→ **Task details**:
Below are some entries; set them all down exactly.

→ **Supplied information**:
[Start of Attachment]
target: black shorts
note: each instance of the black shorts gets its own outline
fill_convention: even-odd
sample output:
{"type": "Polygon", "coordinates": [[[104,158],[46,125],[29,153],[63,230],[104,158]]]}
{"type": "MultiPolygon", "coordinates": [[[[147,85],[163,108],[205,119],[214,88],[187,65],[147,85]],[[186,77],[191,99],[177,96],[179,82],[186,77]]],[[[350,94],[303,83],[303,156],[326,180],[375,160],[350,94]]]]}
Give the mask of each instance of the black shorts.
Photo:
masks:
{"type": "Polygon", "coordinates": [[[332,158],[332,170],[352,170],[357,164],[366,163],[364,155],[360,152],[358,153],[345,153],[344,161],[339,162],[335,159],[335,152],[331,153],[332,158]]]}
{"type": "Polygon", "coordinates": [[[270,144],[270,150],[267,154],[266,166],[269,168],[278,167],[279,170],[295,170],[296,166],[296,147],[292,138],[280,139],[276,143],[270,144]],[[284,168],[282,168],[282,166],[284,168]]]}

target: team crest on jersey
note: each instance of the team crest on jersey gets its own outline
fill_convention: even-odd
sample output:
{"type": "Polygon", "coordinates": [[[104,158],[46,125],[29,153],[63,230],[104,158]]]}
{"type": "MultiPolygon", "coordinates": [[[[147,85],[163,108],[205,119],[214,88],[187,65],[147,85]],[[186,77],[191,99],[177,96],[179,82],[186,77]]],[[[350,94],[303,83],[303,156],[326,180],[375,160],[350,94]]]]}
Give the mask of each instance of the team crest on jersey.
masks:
[End of Attachment]
→ **Solution**:
target: black shorts
note: each instance of the black shorts gets its own outline
fill_convention: even-odd
sample output:
{"type": "Polygon", "coordinates": [[[104,158],[46,125],[29,153],[63,230],[104,158]]]}
{"type": "MultiPolygon", "coordinates": [[[[147,85],[163,108],[205,119],[214,88],[187,65],[147,85]],[[186,77],[191,99],[177,96],[179,82],[186,77]]],[[[350,94],[303,83],[303,156],[326,180],[375,160],[350,94]]]]}
Give the mask of each instance of the black shorts.
Photo:
masks:
{"type": "Polygon", "coordinates": [[[332,158],[332,170],[352,170],[357,164],[366,163],[364,155],[360,152],[358,153],[345,153],[344,161],[339,162],[335,159],[335,152],[331,153],[332,158]]]}
{"type": "Polygon", "coordinates": [[[270,144],[270,150],[267,154],[266,166],[269,168],[278,167],[279,170],[295,170],[296,166],[296,147],[292,138],[280,139],[276,143],[270,144]],[[284,168],[282,168],[282,166],[284,168]]]}

target: team crest on jersey
note: each instance of the team crest on jersey gets its own outline
fill_convention: even-odd
sample output:
{"type": "Polygon", "coordinates": [[[104,158],[46,125],[29,153],[63,230],[104,158]]]}
{"type": "MultiPolygon", "coordinates": [[[[147,85],[163,108],[205,119],[214,88],[187,65],[147,85]],[[186,77],[191,99],[177,96],[179,82],[186,77]]],[[[350,94],[303,83],[303,156],[326,180],[375,160],[350,94]]]]}
Give the mask of each instance of the team crest on jersey.
masks:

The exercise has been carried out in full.